Excerpts from point annotation data
-- Begin --

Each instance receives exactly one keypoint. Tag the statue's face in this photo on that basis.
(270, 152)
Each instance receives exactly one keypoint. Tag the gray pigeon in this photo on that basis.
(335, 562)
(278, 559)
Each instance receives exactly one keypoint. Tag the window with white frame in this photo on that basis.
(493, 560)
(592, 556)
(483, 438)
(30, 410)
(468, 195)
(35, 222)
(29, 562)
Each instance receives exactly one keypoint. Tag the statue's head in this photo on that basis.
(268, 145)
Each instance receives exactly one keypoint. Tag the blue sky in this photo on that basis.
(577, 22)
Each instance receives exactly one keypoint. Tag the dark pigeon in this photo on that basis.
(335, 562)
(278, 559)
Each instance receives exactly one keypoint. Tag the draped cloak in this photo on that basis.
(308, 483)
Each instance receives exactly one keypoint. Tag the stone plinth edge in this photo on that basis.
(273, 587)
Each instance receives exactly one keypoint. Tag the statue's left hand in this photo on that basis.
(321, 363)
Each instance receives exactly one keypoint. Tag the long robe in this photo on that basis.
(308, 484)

-- End --
-- Begin --

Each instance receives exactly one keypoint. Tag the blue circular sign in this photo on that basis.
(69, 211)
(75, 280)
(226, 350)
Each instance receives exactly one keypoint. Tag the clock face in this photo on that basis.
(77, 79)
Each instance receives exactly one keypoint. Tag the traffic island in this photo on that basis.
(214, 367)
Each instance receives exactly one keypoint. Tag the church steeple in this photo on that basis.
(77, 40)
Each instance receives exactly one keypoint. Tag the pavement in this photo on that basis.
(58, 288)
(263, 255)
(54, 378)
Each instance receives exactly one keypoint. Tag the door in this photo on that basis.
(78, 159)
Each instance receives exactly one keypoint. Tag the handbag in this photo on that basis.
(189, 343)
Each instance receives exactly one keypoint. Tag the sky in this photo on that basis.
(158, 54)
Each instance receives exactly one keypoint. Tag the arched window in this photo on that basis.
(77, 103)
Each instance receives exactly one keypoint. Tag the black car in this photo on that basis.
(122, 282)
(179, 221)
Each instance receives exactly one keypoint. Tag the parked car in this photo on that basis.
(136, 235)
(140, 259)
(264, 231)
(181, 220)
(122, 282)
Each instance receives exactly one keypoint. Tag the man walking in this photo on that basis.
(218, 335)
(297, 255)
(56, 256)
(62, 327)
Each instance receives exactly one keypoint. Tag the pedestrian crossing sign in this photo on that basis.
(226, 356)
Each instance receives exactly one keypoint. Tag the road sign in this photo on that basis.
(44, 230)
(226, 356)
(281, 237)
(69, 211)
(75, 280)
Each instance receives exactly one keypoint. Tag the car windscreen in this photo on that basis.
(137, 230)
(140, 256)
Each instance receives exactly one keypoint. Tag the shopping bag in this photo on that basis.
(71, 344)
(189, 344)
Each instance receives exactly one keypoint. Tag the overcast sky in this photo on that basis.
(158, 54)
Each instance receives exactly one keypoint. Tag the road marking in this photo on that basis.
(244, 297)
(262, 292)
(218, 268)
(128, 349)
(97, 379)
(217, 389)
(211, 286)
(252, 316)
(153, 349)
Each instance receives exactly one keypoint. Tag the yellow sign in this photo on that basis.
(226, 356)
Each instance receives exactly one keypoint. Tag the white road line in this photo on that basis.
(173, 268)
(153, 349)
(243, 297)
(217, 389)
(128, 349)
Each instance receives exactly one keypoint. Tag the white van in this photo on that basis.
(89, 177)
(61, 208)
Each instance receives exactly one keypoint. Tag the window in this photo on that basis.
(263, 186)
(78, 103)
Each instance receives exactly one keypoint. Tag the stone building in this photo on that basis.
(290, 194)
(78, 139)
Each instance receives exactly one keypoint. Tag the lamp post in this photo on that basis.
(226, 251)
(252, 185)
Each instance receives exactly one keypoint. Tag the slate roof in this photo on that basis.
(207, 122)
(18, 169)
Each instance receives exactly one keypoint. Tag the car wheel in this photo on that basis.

-- End --

### REQUIRED WORK
Rescale the lines starting at the one containing "Each instance receives exactly one keypoint. Tag the white road" and ending at the one containing "Each instance receives exactly one keypoint. Tag the car wheel". Reproduce every line in that span with its text unchanged, multiplying each coordinate by 2.35 and rounding to the nearest whole number, with halves rounded up.

### OUTPUT
Each instance receives exactly one keypoint. Tag the white road line in this photo on that basis.
(407, 630)
(360, 820)
(571, 698)
(510, 914)
(301, 820)
Each instance receives exactly one keypoint. Tag the white van in this photo on that basis.
(209, 416)
(143, 489)
Each instance receives exactly one keypoint. Tag the window in this photo on that basis.
(618, 437)
(183, 242)
Each instance receives exactly one keypoint. Tag the stone building in this photo on that basis.
(682, 456)
(183, 327)
Each instance receives exactly one keypoint. Tag the lamp post in this photo on that basis.
(531, 590)
(592, 435)
Each instance receives exactly one keypoint. Tag the slate roof in this photo on that basis.
(486, 287)
(42, 397)
Each instance receives exactly one keypoint. Tag the car wheel in this photo on that basis.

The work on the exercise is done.